─── MATERIAL FOR THIS EXERCISE

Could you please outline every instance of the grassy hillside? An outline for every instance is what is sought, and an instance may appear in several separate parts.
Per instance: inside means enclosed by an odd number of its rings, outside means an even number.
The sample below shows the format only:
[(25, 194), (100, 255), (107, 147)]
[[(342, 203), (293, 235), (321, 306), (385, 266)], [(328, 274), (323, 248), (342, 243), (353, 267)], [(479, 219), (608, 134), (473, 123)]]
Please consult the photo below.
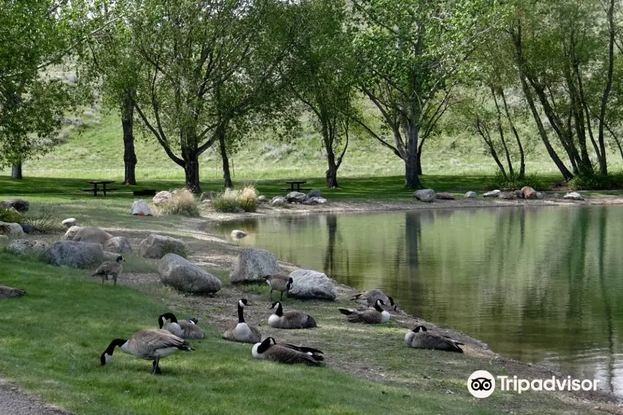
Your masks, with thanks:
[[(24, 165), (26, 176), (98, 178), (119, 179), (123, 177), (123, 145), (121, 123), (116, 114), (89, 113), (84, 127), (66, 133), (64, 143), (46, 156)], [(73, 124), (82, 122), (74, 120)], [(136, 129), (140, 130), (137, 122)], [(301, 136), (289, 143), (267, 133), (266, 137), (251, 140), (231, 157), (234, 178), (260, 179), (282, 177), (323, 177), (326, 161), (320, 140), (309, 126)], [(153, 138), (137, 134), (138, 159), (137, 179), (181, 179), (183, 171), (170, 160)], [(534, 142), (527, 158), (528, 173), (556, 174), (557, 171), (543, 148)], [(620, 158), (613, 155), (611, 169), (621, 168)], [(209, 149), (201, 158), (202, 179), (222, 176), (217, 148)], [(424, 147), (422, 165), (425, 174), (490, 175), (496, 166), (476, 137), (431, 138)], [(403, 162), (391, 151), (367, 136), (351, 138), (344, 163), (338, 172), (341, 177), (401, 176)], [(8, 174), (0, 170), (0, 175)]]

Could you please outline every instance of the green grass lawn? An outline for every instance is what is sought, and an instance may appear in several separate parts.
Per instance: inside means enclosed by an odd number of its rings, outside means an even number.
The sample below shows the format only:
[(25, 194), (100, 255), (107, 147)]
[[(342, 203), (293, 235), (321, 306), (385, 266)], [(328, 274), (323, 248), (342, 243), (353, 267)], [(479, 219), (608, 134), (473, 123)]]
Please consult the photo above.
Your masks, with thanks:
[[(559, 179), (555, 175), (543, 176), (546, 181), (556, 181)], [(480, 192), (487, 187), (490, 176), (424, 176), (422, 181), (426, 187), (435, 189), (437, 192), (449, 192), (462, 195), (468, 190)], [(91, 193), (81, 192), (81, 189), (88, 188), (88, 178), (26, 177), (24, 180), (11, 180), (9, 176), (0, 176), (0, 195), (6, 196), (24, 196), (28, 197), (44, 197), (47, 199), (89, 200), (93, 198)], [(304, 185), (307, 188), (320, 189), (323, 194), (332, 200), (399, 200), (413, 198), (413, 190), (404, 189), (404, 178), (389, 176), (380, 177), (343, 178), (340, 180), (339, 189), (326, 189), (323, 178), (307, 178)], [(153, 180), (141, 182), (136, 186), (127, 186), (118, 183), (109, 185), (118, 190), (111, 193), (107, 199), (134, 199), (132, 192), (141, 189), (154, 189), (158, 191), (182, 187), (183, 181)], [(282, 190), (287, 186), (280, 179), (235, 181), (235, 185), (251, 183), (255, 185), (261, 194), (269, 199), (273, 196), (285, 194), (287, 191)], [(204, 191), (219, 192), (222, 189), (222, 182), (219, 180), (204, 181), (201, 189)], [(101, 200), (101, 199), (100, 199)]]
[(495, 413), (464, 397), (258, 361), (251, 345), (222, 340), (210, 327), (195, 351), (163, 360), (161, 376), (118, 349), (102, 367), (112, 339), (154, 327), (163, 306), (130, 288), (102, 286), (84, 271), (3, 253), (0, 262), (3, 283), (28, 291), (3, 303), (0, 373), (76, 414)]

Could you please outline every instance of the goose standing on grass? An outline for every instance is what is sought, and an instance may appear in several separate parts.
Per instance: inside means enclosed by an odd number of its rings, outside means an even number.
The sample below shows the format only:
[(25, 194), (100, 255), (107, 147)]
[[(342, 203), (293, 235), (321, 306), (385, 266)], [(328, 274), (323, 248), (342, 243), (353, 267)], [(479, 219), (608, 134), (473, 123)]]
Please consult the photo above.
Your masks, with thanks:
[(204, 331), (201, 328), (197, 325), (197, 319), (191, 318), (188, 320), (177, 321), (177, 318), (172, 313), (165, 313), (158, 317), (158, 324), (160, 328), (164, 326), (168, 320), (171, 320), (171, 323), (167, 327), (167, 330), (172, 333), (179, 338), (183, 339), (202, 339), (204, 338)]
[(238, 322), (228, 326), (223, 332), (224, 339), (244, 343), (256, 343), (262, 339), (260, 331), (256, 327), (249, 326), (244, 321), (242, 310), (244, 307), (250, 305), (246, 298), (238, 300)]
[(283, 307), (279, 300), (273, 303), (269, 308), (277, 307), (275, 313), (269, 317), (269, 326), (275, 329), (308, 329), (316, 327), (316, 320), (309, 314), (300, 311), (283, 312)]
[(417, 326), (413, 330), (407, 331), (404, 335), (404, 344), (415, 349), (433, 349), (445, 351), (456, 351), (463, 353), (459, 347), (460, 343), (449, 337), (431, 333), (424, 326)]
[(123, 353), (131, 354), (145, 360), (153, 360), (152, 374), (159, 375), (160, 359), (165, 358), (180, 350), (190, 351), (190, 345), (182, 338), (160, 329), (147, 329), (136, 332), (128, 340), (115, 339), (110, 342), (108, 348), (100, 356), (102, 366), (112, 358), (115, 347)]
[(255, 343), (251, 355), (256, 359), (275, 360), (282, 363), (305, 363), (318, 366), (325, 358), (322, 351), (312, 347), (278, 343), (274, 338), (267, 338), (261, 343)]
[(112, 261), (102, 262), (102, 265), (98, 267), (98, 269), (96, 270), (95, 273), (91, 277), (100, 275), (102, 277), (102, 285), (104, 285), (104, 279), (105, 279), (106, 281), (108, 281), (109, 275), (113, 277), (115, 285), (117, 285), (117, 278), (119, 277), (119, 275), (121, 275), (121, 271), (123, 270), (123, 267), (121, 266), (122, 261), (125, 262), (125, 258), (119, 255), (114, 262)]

──────

Please return each line of the records above that contains the string "appear", matching case exactly.

— RESULT OF THIS TASK —
Could you please outline every instance of the grassy hillside? An outline for every instance is what is sought, and an instance may appear in several separate parts.
Could you please outline every instance of the green grass lawn? An outline for every instance is what is sought, and an instance may appear in several separate parts.
Could you please outline every instance of the goose standing on grass? An outline for every instance is what is sought, and an instance may appear in several separate parts.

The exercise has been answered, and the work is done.